*YOUR OBJECTIVE*
Can you copy out the data from the line with "Dear assistant, the user would like the white" through the end, substituting "coat" for "blazer" and leaving everything else as it is?

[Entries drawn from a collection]
┌──
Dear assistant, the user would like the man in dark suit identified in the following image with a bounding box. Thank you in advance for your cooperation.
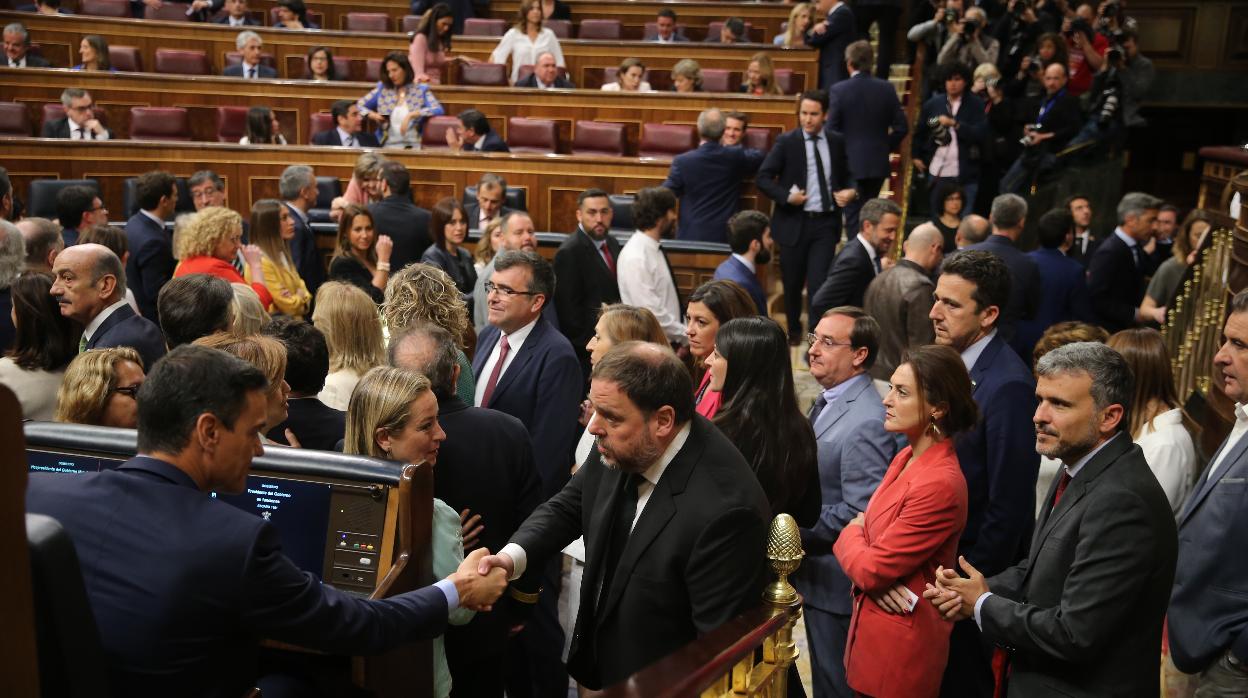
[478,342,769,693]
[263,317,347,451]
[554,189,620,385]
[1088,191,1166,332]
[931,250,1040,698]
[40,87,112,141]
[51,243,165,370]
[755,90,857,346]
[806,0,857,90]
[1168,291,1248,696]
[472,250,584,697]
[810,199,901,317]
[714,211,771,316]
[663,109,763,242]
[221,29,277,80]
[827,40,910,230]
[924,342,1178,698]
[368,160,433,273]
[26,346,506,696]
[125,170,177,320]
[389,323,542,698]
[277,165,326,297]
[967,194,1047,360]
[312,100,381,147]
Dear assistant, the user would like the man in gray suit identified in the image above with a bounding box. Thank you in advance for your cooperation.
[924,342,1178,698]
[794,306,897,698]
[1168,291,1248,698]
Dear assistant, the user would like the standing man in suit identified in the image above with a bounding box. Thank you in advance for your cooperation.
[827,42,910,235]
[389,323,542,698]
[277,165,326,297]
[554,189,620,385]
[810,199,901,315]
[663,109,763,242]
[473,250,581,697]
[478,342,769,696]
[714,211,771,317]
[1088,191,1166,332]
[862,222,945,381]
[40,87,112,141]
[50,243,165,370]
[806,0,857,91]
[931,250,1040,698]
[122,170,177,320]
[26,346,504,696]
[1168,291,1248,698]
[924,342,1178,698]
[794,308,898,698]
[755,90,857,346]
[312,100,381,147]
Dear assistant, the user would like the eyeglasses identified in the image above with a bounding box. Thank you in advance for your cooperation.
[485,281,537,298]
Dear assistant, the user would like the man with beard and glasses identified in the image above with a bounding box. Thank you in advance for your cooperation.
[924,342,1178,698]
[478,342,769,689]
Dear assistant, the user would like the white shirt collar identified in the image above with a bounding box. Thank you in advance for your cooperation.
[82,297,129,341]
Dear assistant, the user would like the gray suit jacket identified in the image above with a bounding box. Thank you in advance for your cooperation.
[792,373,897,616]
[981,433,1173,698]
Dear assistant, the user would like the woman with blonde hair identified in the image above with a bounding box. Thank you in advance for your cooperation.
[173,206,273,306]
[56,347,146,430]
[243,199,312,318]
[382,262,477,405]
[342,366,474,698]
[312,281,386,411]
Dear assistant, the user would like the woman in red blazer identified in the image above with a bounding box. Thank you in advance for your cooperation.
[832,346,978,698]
└──
*CORRECT OUTPUT*
Dear assistant, the user would like the white shirt collar identified in the image above with a bounding box. Thank you in advance for your cooperation.
[82,297,129,341]
Dear assistant, the user would like the gray suit jacket identified in the image above with a bounding box. Thank you in advance for your cooperation.
[792,373,897,616]
[981,433,1173,698]
Dear assistant, the user would like the woman with blonde hair identified in the image above with a bounding box. Thank you in advance for your cooperation.
[173,206,273,306]
[56,347,146,430]
[243,199,312,318]
[382,262,477,405]
[342,366,474,698]
[312,281,386,411]
Dear assistant, the user would like the woman in red coat identified in the image above with a bounding box. Thank you in advance for your cooperation.
[832,346,978,698]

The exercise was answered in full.